## START EXTRACTED TEXT
Yet my thoughts, however tranquil my body lies, sent pangs of sadness through my. What of my heart? Its existence is still quite questionable. But thoughts of him continue to haunt me. No, not Greg. A wonderful boy such as he can only bring me happiness. No, not Greg.

The other boy. The one who I've mentioned before, in quite an angry tone. The one whose being angered me completely. But despite those feelings, his kindness and patience toward me cannot be ignored. Yes, his intentions are questionable, but his actions are not. If you really couldn't tell, it's bugging me...

Of course, I'm still unsure of my opinion of him; they cannot be bad for the aforementioned qualities, but some hint of doubt render them as not wholly good. He is, after all, a fickle and utterly superficial guy, one of the worst I've ever met. Yet again... he's been kind.
## END EXTRACTED TEXT
## START DATASET RECORDS
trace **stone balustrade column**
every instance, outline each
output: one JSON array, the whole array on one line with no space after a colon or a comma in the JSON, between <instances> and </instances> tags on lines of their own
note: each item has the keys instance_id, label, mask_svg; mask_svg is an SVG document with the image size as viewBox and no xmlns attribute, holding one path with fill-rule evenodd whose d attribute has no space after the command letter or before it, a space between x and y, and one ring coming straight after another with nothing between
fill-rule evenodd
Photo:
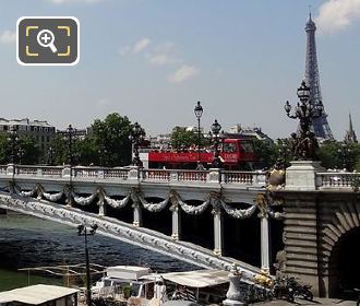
## END DATASET RECORDS
WRITTEN TASK A
Summarize the diary passage about the other boy in two sentences.
WRITTEN TASK B
Extend the diary passage about the other boy from its final sentence onward.
The material has no connection to the diary passage.

OUTPUT A
The writer is haunted by thoughts of a boy who is not Greg, one mentioned before in an angry tone, whose kindness and patience cannot be ignored even though his intentions are questionable. The writer remains unsure of their opinion of him: he is called fickle and utterly superficial, one of the worst they have ever met, yet he has been kind.

OUTPUT B
Whatever.--

I confess that I've been extremely detached from people lately. The reasons for being aloof are still unknown, but they remain irrelevant. Ironically, such detachment has allowed me to be more friendly with more people. Blah.

My care cup is empty once again.

By the way, Al and I have really gotten into the whole "Trapped" and "Crimson Room" phase again. Fuuuuuun.

Wednesday, April 25

An Excerpt from Her Mind at 6:48a

When she first told me of his fanciful thoughts concerning me, I dismissed them wholly. Then, not only did I dislike his being, he and his opinions of me or of anyone meant zilch to me. By offending the loves of my life, he had offended me. And those are two things I let no one get away with. My feelings toward him were of negative apathy: a complete insult to his existence.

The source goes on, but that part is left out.